Set task A:
Format the records from the line containing "Reviewer note: every instance of the flush" through the last line of the records, both ends included, as a Markdown table with the columns Row and Line. Number each line in Row and leave out blank lines.

* Begin Document section *

Intel quietly changed the endurance rating for three of the four 600p SSDs over the weekend. The first entry-level NVMe SSDs to come to market now share similar endurance ratings with other products shipping from other manufacturers.
|Header Cell - Column 0
|Old Endurance (TBW)
|New Endurance (TBW)
In our detailed review of the 600p, we outlined two potential problems with the series. The low sustained write performance and the endurance rating both stood out as negative aspects of the SSD. Upon release, all 600p NVMe SSDs shipped with a blanket 72TBW (Terabytes Written) rating with every capacity. SSD endurance usually scales with capacity, so larger SSDs will come with more endurance than their smaller counterparts, but the 600p bucked the well-established trend. We also followed up with further information in a detailed article covering the issue.

* End Document section *
* Begin Data records *

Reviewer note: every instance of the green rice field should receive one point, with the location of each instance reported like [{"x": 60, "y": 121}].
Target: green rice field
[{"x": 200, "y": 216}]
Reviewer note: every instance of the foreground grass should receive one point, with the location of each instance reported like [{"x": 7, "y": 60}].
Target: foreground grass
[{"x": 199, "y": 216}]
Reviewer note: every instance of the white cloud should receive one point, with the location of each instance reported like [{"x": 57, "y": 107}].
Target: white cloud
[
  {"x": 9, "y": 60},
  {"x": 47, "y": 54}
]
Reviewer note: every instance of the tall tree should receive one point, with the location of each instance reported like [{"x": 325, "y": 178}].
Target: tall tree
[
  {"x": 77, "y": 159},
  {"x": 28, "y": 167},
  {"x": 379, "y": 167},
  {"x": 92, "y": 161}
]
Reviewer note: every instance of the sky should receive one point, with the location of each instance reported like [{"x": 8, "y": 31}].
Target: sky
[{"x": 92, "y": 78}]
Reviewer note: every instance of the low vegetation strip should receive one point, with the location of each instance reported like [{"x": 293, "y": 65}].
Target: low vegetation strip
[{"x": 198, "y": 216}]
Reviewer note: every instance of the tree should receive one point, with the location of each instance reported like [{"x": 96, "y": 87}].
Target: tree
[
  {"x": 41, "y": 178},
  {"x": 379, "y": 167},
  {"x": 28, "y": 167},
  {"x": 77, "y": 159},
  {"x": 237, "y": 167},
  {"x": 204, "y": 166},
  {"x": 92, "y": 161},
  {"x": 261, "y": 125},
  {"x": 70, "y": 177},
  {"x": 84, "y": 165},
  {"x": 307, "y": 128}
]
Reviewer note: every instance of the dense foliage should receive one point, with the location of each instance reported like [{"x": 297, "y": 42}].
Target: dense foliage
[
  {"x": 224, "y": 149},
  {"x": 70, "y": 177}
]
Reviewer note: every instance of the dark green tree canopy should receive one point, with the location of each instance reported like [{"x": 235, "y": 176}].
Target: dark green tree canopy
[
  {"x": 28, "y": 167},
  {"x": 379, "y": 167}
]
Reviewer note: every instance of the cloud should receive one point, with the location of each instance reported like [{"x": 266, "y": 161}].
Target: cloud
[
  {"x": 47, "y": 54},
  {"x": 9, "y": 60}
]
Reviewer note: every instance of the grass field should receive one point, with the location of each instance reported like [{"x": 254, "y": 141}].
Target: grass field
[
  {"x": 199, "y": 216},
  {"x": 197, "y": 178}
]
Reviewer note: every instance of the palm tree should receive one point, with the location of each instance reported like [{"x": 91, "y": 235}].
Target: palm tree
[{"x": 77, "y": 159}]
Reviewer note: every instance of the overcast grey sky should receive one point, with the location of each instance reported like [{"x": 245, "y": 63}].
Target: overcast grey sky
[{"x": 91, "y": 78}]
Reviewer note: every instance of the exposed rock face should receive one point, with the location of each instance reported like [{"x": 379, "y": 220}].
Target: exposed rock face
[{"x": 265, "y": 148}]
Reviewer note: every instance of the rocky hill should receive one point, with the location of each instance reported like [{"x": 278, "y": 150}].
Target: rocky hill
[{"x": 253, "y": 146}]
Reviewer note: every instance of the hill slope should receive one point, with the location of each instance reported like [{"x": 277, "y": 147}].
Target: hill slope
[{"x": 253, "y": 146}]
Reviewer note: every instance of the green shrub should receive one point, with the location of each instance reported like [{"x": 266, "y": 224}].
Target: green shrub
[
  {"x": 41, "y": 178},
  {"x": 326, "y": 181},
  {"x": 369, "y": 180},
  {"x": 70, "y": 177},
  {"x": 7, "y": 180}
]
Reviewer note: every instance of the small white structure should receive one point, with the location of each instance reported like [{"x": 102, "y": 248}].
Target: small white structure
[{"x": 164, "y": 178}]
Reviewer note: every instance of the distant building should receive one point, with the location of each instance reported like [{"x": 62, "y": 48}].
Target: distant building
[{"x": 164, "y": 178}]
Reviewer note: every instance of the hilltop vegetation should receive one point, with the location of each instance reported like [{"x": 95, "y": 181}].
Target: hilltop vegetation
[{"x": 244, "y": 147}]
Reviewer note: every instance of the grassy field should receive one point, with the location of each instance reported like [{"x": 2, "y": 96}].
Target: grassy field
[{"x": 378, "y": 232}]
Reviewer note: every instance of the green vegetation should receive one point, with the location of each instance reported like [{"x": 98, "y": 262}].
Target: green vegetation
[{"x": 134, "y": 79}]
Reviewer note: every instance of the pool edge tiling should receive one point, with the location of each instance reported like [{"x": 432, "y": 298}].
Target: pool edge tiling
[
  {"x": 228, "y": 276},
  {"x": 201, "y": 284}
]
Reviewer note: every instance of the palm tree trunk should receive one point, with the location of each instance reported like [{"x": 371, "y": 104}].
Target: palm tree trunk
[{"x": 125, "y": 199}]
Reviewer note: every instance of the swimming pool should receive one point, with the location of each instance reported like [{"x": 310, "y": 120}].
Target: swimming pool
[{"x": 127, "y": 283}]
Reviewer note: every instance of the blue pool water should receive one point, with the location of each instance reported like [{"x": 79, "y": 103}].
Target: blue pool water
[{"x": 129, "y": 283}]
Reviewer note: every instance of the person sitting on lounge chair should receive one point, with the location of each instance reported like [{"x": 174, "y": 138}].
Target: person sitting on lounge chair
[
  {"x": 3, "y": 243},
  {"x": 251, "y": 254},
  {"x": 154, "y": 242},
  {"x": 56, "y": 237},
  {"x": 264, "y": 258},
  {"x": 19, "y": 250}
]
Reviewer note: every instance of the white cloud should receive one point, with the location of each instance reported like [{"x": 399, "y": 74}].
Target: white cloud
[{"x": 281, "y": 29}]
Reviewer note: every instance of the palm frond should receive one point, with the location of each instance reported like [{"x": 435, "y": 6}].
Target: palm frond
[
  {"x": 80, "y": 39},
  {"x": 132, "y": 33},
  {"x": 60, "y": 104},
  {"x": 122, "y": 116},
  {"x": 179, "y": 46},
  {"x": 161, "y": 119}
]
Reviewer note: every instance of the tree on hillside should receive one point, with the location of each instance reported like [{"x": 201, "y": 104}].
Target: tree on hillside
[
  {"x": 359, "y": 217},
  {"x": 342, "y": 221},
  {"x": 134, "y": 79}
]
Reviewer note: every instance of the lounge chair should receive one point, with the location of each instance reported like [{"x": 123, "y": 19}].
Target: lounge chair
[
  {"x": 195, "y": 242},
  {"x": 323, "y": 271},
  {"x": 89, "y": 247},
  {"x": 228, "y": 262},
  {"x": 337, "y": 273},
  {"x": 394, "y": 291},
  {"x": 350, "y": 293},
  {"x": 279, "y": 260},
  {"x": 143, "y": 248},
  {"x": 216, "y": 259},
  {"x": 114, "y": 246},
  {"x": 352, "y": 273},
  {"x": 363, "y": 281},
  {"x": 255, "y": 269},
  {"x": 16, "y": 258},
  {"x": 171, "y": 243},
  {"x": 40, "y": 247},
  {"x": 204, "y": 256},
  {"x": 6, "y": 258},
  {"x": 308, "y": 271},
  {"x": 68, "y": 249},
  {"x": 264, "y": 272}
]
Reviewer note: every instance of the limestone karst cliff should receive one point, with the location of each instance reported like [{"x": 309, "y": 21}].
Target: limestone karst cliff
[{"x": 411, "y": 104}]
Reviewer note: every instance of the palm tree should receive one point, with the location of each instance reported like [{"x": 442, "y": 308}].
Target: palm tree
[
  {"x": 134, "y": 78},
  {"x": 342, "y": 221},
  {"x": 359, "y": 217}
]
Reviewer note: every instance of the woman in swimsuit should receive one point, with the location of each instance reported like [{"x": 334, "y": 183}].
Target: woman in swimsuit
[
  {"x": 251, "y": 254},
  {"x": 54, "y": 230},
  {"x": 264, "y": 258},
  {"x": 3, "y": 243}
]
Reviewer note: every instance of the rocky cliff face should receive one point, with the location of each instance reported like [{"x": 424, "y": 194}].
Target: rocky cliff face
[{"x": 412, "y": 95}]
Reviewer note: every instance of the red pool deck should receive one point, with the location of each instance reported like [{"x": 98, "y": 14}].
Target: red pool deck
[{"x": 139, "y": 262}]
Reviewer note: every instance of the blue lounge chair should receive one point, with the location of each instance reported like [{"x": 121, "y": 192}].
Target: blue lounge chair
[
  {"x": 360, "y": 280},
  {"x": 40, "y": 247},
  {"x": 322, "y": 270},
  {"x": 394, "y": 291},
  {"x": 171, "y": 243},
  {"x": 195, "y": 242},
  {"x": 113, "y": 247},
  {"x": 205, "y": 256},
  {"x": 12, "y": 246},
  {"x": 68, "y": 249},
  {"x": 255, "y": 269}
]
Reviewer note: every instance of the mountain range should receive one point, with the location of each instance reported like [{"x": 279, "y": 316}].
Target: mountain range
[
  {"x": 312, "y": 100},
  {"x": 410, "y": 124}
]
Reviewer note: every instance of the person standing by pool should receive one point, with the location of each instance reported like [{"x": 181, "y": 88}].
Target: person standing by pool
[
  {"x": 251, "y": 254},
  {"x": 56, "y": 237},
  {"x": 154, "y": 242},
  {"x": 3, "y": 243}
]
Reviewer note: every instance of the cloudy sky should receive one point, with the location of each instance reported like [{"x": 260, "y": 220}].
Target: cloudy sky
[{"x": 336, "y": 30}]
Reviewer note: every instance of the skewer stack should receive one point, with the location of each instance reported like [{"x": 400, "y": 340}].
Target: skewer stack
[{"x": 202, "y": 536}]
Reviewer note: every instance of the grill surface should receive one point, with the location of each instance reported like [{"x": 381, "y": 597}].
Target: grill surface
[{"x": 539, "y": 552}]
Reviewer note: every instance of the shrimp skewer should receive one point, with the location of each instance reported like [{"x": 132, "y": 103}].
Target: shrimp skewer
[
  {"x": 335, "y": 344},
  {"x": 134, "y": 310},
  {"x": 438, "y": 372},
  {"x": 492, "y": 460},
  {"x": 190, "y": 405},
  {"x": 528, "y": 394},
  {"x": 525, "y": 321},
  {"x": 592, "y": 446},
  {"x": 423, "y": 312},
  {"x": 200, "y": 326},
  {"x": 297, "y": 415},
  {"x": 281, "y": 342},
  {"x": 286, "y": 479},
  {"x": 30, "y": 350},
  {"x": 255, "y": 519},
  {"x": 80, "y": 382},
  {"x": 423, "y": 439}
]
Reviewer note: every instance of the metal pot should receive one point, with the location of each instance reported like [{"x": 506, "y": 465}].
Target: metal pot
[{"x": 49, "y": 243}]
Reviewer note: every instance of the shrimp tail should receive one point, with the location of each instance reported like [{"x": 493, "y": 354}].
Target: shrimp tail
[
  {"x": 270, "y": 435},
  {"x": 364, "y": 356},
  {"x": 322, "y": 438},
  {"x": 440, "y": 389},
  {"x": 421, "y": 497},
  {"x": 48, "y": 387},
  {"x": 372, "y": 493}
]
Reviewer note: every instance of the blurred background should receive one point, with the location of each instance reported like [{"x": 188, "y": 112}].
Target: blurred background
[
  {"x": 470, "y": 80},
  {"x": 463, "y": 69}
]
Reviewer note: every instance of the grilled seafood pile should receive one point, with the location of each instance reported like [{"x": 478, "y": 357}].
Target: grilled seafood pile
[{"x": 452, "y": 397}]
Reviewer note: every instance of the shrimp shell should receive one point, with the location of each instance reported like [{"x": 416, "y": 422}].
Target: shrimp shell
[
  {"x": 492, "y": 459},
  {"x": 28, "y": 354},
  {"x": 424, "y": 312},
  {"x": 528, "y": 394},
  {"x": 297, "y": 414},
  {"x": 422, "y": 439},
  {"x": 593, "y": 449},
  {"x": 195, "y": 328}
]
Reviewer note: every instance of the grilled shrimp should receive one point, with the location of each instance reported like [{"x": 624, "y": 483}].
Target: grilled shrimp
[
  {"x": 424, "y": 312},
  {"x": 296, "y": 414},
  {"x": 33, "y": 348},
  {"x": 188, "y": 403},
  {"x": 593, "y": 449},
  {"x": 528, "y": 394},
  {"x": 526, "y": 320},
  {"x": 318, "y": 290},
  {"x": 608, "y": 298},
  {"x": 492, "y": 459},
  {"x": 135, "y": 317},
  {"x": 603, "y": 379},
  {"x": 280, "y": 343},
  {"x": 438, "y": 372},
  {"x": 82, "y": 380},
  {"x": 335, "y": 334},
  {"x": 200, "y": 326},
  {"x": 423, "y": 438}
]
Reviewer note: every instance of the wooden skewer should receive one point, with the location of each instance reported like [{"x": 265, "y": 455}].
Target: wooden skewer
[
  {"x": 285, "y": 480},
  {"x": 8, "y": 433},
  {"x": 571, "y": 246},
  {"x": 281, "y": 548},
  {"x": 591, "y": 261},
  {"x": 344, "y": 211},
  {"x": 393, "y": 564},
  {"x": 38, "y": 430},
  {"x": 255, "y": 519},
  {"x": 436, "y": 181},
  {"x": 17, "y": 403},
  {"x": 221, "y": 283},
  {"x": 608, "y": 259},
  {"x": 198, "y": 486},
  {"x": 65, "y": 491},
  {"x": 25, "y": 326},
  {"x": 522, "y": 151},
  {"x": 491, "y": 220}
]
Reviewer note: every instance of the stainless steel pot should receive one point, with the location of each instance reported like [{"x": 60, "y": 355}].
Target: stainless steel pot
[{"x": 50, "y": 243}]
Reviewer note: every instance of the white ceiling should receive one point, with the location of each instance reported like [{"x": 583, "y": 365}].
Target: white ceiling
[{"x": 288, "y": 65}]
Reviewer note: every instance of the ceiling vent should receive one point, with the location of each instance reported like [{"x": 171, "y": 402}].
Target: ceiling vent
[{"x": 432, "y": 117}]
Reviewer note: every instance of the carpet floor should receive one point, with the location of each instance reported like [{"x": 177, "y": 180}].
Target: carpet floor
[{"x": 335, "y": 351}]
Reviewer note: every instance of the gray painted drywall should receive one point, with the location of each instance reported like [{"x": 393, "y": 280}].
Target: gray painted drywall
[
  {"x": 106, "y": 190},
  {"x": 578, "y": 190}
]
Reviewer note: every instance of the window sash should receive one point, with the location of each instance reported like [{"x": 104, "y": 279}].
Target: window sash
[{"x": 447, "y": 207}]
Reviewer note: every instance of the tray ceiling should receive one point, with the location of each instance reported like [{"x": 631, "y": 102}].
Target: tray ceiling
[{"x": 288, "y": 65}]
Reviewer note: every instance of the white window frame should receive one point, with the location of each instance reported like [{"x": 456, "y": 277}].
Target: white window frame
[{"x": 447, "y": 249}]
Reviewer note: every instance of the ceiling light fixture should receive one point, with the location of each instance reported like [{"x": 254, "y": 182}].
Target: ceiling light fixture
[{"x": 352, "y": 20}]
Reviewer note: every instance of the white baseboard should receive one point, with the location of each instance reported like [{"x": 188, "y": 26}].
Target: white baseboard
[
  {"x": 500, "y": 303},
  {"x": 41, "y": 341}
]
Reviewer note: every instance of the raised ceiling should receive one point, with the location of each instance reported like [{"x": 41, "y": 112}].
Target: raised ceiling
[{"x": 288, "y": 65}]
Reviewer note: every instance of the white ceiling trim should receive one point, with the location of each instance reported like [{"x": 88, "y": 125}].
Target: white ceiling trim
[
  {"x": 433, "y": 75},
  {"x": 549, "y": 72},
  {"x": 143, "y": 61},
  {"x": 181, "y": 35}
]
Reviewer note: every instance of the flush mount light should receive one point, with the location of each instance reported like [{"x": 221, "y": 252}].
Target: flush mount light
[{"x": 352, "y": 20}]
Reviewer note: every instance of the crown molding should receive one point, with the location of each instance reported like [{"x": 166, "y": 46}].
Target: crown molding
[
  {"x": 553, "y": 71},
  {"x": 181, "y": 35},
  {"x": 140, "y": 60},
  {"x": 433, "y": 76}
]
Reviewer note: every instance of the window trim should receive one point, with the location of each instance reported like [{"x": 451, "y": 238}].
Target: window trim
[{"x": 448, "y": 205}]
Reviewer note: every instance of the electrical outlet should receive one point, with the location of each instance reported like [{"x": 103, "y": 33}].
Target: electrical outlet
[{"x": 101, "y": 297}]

* End Data records *

Set task B:
Retype the passage of the SSD endurance article between "In our detailed" and "covering the issue.", inclusive.

Exercise answer A:
| Row | Line |
|---|---|
| 1 | Reviewer note: every instance of the flush mount light should receive one point, with the location of each instance reported like [{"x": 221, "y": 252}]. |
| 2 | Target: flush mount light |
| 3 | [{"x": 352, "y": 20}] |
| 4 | Reviewer note: every instance of the crown molding should receive one point, with the location of each instance reported like [{"x": 166, "y": 46}]. |
| 5 | Target: crown molding |
| 6 | [ |
| 7 |   {"x": 553, "y": 71}, |
| 8 |   {"x": 181, "y": 35}, |
| 9 |   {"x": 140, "y": 60}, |
| 10 |   {"x": 433, "y": 76} |
| 11 | ] |
| 12 | Reviewer note: every instance of the window trim should receive one point, with the location of each instance reported like [{"x": 451, "y": 238}]. |
| 13 | Target: window trim |
| 14 | [{"x": 448, "y": 205}] |
| 15 | Reviewer note: every instance of the electrical outlet should receive one point, with the location of each instance reported like [{"x": 103, "y": 33}]. |
| 16 | Target: electrical outlet |
| 17 | [{"x": 101, "y": 297}] |

Exercise answer B:
In our detailed review of the 600p, we outlined two potential problems with the series. The low sustained write performance and the endurance rating both stood out as negative aspects of the SSD. Upon release, all 600p NVMe SSDs shipped with a blanket 72TBW (Terabytes Written) rating with every capacity. SSD endurance usually scales with capacity, so larger SSDs will come with more endurance than their smaller counterparts, but the 600p bucked the well-established trend. We also followed up with further information in a detailed article covering the issue.